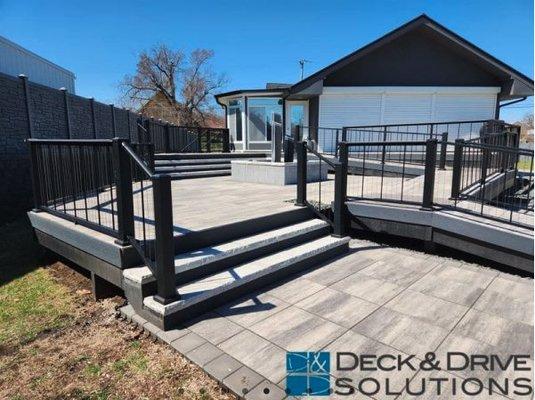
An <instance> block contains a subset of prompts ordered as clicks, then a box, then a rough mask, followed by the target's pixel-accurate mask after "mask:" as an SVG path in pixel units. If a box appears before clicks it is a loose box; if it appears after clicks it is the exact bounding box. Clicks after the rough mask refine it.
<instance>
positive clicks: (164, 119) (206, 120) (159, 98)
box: [139, 92, 224, 128]
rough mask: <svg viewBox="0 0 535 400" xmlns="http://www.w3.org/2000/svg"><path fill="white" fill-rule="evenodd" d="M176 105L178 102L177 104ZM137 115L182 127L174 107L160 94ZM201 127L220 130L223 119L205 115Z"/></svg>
mask: <svg viewBox="0 0 535 400" xmlns="http://www.w3.org/2000/svg"><path fill="white" fill-rule="evenodd" d="M177 104H178V102H177ZM139 113H140V114H143V115H144V116H146V117H152V118H154V119H161V120H163V121H167V122H171V123H173V124H176V125H184V124H183V123H182V121H180V115H179V114H180V113H179V112H178V111H177V110H176V108H175V107H173V106H172V105H171V103H170V102H169V100H168V99H167V98H166V97H165V95H164V94H163V93H162V92H158V93H156V94H155V95H154V96H152V97H151V98H150V99H149V100H148V101H147V102H146V103H145V104H144V105H143V106H142V107H141V108H140V109H139ZM202 126H204V127H206V128H222V127H224V122H223V118H221V116H218V115H216V114H211V113H209V114H206V115H205V117H204V121H203V122H202Z"/></svg>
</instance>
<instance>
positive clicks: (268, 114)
mask: <svg viewBox="0 0 535 400" xmlns="http://www.w3.org/2000/svg"><path fill="white" fill-rule="evenodd" d="M271 86H272V85H271V84H268V85H267V88H266V89H258V90H239V91H234V92H228V93H222V94H220V95H217V96H216V99H217V102H218V103H219V104H220V105H222V106H223V107H224V108H225V110H226V113H225V114H226V123H227V127H228V129H229V132H230V142H231V147H232V149H233V150H236V151H242V150H248V151H255V150H258V151H270V149H271V142H272V138H274V137H275V135H276V133H277V132H278V131H277V130H282V132H284V135H285V136H291V135H292V134H293V132H294V131H295V129H296V127H297V126H298V125H299V126H306V125H308V100H306V99H295V100H290V99H288V98H286V96H287V92H286V90H285V87H289V86H290V85H276V86H278V87H277V88H273V87H271Z"/></svg>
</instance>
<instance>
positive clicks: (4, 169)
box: [0, 74, 138, 224]
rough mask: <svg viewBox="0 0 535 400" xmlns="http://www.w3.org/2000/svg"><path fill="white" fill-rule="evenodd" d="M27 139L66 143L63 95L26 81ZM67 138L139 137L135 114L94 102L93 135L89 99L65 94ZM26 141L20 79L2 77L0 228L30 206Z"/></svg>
mask: <svg viewBox="0 0 535 400" xmlns="http://www.w3.org/2000/svg"><path fill="white" fill-rule="evenodd" d="M27 88H28V90H27V92H28V104H29V108H30V120H31V137H33V138H43V139H44V138H46V139H66V138H69V132H68V131H69V130H68V128H67V111H66V107H65V98H64V96H65V95H64V92H63V91H61V90H59V89H53V88H49V87H46V86H42V85H39V84H36V83H33V82H32V81H31V77H28V81H27ZM67 102H68V113H69V121H70V132H71V134H70V138H72V139H92V138H93V137H96V138H112V137H114V136H118V137H125V138H126V137H130V138H131V139H132V140H133V141H136V138H137V118H138V115H137V114H135V113H132V112H130V111H127V110H123V109H118V108H115V109H114V113H115V126H116V131H115V134H114V132H113V124H112V107H111V106H110V105H109V104H103V103H100V102H97V101H94V102H93V104H94V115H95V125H96V134H95V133H94V132H93V122H92V121H93V116H92V112H91V100H90V99H88V98H85V97H80V96H76V95H71V94H67ZM29 137H30V125H29V120H28V116H27V111H26V96H25V90H24V83H23V80H22V78H17V77H12V76H8V75H4V74H0V179H1V182H2V188H1V189H0V224H3V223H5V222H8V221H9V220H13V219H15V218H17V217H18V216H20V215H22V214H23V213H24V212H25V211H27V210H28V209H29V208H30V207H31V206H32V193H31V176H30V171H29V156H28V148H27V145H26V143H25V142H24V141H25V139H27V138H29Z"/></svg>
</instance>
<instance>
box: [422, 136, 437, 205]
mask: <svg viewBox="0 0 535 400" xmlns="http://www.w3.org/2000/svg"><path fill="white" fill-rule="evenodd" d="M436 164H437V140H436V139H429V140H427V141H426V144H425V172H424V193H423V199H422V209H423V210H432V209H433V194H434V189H435V168H436Z"/></svg>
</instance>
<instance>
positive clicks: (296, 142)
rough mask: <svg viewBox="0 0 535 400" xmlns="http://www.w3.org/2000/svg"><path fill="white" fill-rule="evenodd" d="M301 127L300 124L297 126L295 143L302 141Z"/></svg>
mask: <svg viewBox="0 0 535 400" xmlns="http://www.w3.org/2000/svg"><path fill="white" fill-rule="evenodd" d="M300 131H301V127H300V126H299V125H296V126H295V130H294V143H295V144H297V142H299V141H301V132H300Z"/></svg>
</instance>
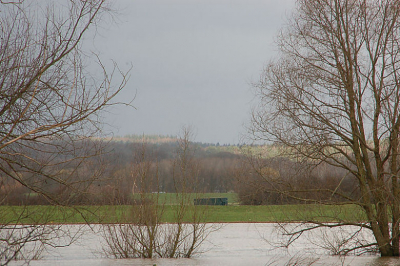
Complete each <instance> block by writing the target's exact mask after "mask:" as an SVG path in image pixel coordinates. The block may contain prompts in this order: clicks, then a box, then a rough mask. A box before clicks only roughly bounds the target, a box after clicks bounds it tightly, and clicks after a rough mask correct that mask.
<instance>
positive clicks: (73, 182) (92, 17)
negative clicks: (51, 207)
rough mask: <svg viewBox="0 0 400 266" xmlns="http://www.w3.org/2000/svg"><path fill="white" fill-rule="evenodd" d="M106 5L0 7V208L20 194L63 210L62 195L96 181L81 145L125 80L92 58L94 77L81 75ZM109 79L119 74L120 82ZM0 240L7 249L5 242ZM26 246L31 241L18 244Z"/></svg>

The problem → This exercise calls for the complete listing, returned exactly and without images.

The completed task →
An <instance> block contains a subset of prompts ordered as clicks, then a box, then a rough mask, followed by the target's pixel-accurate mask after "mask:" as an SVG path in pixel units. If a box appears before clicks it is a loose box; if it appears after clicks it is the exact bounding box. Clicks after the rough mask refine it.
<instance>
positive clicks: (164, 119) (206, 120) (159, 98)
box: [139, 92, 224, 128]
rough mask: <svg viewBox="0 0 535 400" xmlns="http://www.w3.org/2000/svg"><path fill="white" fill-rule="evenodd" d="M176 105L178 102L177 104ZM137 115L182 127L174 107L160 94ZM201 127L220 130L223 119L205 115Z"/></svg>
mask: <svg viewBox="0 0 535 400" xmlns="http://www.w3.org/2000/svg"><path fill="white" fill-rule="evenodd" d="M177 104H178V102H177ZM139 113H140V114H143V115H144V116H146V117H152V118H154V119H161V120H163V121H167V122H171V123H173V124H176V125H184V124H183V123H182V121H180V115H179V114H180V113H179V112H178V111H177V110H176V108H175V107H173V106H172V105H171V103H170V102H169V100H168V99H167V98H166V97H165V95H164V94H163V93H162V92H158V93H156V94H155V95H154V96H152V97H151V98H150V99H149V100H148V101H147V102H146V103H145V104H144V105H143V106H142V107H141V108H140V109H139ZM202 126H204V127H206V128H222V127H224V122H223V118H221V116H218V115H216V114H211V113H209V114H206V115H205V117H204V121H203V122H202Z"/></svg>
</instance>
<instance>
positive clicks: (268, 114)
mask: <svg viewBox="0 0 535 400" xmlns="http://www.w3.org/2000/svg"><path fill="white" fill-rule="evenodd" d="M271 86H272V85H271V84H268V85H267V88H266V89H258V90H239V91H234V92H228V93H222V94H220V95H217V96H216V99H217V102H218V103H219V104H220V105H222V106H223V107H224V108H225V110H226V113H225V114H226V123H227V127H228V129H229V132H230V142H231V147H232V149H233V150H236V151H242V150H248V151H255V150H258V151H270V149H271V142H272V138H274V137H275V135H276V133H277V132H278V131H277V130H282V132H284V135H285V136H291V135H292V134H293V132H294V131H295V129H296V127H297V126H298V125H299V126H306V125H308V100H306V99H295V100H290V99H288V98H286V96H287V92H286V90H285V87H289V86H290V85H276V86H278V87H277V88H273V87H271Z"/></svg>
</instance>
<instance>
positive clicks: (4, 169)
box: [0, 74, 138, 224]
rough mask: <svg viewBox="0 0 535 400" xmlns="http://www.w3.org/2000/svg"><path fill="white" fill-rule="evenodd" d="M27 139L66 143L63 95L26 81ZM67 138L139 137L135 114L94 102L93 135L89 99L65 94ZM26 141L20 79L2 77L0 228L30 206Z"/></svg>
mask: <svg viewBox="0 0 535 400" xmlns="http://www.w3.org/2000/svg"><path fill="white" fill-rule="evenodd" d="M27 88H28V90H27V92H28V104H29V108H30V120H31V137H33V138H43V139H44V138H46V139H66V138H69V132H68V131H69V130H68V128H67V111H66V107H65V98H64V96H65V95H64V92H63V91H61V90H59V89H53V88H49V87H46V86H42V85H39V84H36V83H33V82H32V81H31V77H28V81H27ZM67 102H68V113H69V121H70V132H71V134H70V138H72V139H92V138H93V137H96V138H112V137H114V136H118V137H125V138H126V137H130V138H131V139H132V140H133V141H136V138H137V118H138V115H137V114H135V113H132V112H130V111H127V110H123V109H118V108H115V109H114V113H115V126H116V131H115V134H114V132H113V124H112V107H111V106H110V105H109V104H103V103H100V102H97V101H94V102H93V104H94V115H95V125H96V134H95V133H94V132H93V122H92V121H93V116H92V112H91V100H90V99H88V98H85V97H80V96H76V95H71V94H67ZM29 137H30V125H29V120H28V116H27V111H26V96H25V90H24V83H23V80H22V78H17V77H12V76H8V75H4V74H0V179H1V182H2V188H1V189H0V224H3V223H5V222H8V221H9V220H13V219H15V218H17V217H18V216H20V215H22V214H23V213H24V212H25V211H27V210H28V209H29V208H30V207H31V206H32V193H31V176H30V171H29V156H28V148H27V145H26V143H25V142H24V141H25V139H27V138H29Z"/></svg>
</instance>
<instance>
box: [422, 136, 437, 205]
mask: <svg viewBox="0 0 535 400" xmlns="http://www.w3.org/2000/svg"><path fill="white" fill-rule="evenodd" d="M436 164H437V140H436V139H429V140H427V141H426V144H425V172H424V193H423V199H422V209H423V210H432V209H433V194H434V189H435V168H436Z"/></svg>
</instance>
<instance>
positive clicks: (296, 142)
rough mask: <svg viewBox="0 0 535 400" xmlns="http://www.w3.org/2000/svg"><path fill="white" fill-rule="evenodd" d="M301 127L300 124L297 126L295 143L302 141Z"/></svg>
mask: <svg viewBox="0 0 535 400" xmlns="http://www.w3.org/2000/svg"><path fill="white" fill-rule="evenodd" d="M300 131H301V127H300V126H299V125H296V126H295V130H294V143H295V144H297V142H299V141H301V132H300Z"/></svg>
</instance>
Complete each <instance> block by writing the target's exact mask after "mask:" as an SVG path in image pixel coordinates. The block may contain prompts in this order: clicks, then a box, then a rough mask. A box before clicks only roughly bounds the target, a box after clicks bounds it tightly, and clicks after a rough mask correct that mask.
<instance>
positive clicks: (73, 182) (92, 17)
negative clicks: (51, 207)
rough mask: <svg viewBox="0 0 400 266" xmlns="http://www.w3.org/2000/svg"><path fill="white" fill-rule="evenodd" d="M106 5L0 7V208L20 194L63 210L62 195L96 181L81 145L125 80L92 58L94 77L81 75ZM109 79L119 74L120 82ZM0 240L7 249L5 242ZM26 246L31 241L18 244Z"/></svg>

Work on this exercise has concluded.